**ASSIGNED TASK**
From the report on Dubai business activity, list each measure whose changes feed into the headline IHS Markit Dubai PMI.

**GIVEN PASSAGE**
Dubai firms report uptick in new work, but overall activity slows
Job shedding remains softer than in previous six months, IHS Markit PMI says
The non-oil private sector in Dubai registered the slowest output growth in five months, according to the October PMI (Purchasing Managers’ Index) survey released on Monday.
Firms saw only a marginal rise in new work opportunities, while job shedding quickened from September, but remained softer than in the prior six months. Most notably, the degree of positive sentiment regarding the year-ahead outlook for activity fell to its lowest since this index began in April 2012.
The headline IHS Markit Dubai PMI is derived from individual diffusion indices which measure changes in output, new orders, employment, suppliers’ delivery times and stocks of purchased goods. The survey covers the Dubai non-oil private sector economy, with additional sector data published for travel & tourism, wholesale & retail and construction.
At 49.9 in October, the seasonally adjusted PMI indicated that business conditions across the non-oil private sector were broadly unchanged over the month. Falling from 51.5 in September, the reading also signalled an end to the run of growth observed throughout the third quarter of the year.
Businesses in Dubai reported the weakest rise in activity in the last five months of expansion during October, which was in part due to a softer – and only marginal – upturn in new orders. Some companies noted they were unable to expand further whilst markets remained subdued. Additional sector data showed falls in output in both travel and tourism and construction.
"After a robust quarter of growth for the Dubai non-oil economy, October data pointed to a more subdued picture as overall business conditions were left broadly stable. Businesses also showed weaker optimism towards the economic recovery from Covid-19, amid reports of weak demand and uncertainty about the future impact of the pandemic on activity and jobs. In fact, the overall level of confidence was the weakest in the series’ eight-year history,” said David Owen, economist at IHS Markit.
"Output levels declined in the construction and travel & tourism sectors, mostly due to a lack of new building projects and weak tourist numbers. Growth in the wholesale & retail sector was the softest in five months, signalling a broad-based slowdown across some of Dubai’s key sectors," he added.
With the recovery fading, and uncertainty building about the future impact of the pandemic, output expectations fell to the lowest on record in October. Firms still expect a rise in activity in the coming 12 months, but the degree of positivity was only fractional.
Meanwhile, job numbers decreased across the private sector economy in October. The rate of contraction gathered pace from September, but was the second-weakest in the past eight months. Where job cuts were noted, firms often linked this to cost-cutting measures.
On the price front, latest data signalled a broadly unchanged level of expenses at the start of the fourth quarter. Margins came under further pressure as output charges fell for the thirtieth month running, amid reports of firms offering discounts to clear stocks and improve sales. The rate of discounting was the least marked since May.
Dubai businesses highlighted renewed issues with supply chains in October, as lead times lengthened at the quickest rate since May. Customs delays and shortages of some inputs were key factors leading to longer delivery times. That said, delays were much weaker than those seen during the spring.

**DATASET**
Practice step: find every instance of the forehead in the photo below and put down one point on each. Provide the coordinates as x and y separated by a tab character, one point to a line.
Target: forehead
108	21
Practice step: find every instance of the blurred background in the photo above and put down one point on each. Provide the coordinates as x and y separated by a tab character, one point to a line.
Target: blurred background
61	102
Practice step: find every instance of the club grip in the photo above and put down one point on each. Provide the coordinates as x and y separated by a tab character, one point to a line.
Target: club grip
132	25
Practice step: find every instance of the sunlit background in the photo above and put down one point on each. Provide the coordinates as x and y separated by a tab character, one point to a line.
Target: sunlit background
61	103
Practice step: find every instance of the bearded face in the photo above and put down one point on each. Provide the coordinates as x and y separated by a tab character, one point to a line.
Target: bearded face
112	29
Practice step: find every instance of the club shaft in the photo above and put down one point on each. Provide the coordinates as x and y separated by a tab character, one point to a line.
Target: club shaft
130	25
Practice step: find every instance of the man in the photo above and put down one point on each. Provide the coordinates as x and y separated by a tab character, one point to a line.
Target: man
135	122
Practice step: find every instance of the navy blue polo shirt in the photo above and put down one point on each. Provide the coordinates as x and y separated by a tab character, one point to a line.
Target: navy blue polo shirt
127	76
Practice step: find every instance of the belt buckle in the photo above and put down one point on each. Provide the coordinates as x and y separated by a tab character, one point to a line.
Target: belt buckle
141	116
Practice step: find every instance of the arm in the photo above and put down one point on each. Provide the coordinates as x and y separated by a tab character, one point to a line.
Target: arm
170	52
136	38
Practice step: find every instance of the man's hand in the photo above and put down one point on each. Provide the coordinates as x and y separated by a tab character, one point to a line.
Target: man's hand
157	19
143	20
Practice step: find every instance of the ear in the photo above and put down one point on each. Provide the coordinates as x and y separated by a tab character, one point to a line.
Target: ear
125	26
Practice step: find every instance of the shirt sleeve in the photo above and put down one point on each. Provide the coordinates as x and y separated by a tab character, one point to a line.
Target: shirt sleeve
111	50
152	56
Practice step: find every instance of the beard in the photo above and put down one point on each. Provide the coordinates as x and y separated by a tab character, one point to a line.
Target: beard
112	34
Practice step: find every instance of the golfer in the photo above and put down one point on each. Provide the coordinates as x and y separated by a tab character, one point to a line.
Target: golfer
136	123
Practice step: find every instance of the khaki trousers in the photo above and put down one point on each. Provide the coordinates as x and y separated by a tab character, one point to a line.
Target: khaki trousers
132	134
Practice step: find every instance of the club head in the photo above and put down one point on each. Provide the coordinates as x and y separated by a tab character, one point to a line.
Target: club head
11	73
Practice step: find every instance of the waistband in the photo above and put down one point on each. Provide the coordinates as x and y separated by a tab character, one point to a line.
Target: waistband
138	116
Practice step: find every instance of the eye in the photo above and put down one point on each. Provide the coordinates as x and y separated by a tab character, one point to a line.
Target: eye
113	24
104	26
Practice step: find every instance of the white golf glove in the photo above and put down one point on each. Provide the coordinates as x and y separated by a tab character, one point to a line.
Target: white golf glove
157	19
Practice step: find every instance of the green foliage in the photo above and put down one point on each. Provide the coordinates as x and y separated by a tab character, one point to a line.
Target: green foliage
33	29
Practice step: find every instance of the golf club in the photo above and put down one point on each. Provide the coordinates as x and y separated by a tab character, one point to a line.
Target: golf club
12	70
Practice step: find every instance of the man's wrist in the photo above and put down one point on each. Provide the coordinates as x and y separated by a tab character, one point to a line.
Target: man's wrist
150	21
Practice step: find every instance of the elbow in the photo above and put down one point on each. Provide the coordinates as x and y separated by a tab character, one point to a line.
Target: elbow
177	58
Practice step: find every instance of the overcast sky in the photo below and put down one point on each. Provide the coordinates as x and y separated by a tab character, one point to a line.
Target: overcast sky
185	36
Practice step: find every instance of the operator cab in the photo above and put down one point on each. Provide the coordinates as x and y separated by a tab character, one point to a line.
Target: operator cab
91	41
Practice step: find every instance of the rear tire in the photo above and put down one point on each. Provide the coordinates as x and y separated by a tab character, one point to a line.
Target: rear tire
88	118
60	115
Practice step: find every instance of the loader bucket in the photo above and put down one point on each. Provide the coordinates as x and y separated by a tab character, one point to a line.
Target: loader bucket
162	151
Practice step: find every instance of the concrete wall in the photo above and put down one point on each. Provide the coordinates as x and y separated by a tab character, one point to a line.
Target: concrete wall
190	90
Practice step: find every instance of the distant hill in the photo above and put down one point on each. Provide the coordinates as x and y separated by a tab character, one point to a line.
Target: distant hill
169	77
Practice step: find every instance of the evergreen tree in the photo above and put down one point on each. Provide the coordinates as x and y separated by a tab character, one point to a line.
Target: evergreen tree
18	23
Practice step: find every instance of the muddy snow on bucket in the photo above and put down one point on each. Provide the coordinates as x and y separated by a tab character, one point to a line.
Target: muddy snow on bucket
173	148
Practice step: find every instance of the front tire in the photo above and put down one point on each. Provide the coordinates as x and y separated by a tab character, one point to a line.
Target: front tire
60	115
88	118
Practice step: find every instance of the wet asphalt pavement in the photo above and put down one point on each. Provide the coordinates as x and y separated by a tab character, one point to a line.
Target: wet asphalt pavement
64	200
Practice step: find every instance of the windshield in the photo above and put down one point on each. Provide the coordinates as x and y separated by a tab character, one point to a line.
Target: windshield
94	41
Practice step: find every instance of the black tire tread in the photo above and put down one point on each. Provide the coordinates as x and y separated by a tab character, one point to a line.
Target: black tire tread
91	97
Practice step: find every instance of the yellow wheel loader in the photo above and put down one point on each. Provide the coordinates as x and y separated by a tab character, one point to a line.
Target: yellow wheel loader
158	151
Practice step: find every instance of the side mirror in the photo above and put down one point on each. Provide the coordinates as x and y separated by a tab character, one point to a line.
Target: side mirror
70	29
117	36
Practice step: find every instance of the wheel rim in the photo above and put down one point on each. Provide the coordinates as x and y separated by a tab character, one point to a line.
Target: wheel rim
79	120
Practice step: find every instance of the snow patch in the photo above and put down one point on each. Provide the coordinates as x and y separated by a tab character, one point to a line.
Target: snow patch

**ANSWER BOX**
- Output
- New orders
- Employment
- Suppliers' delivery times
- Stocks of purchased goods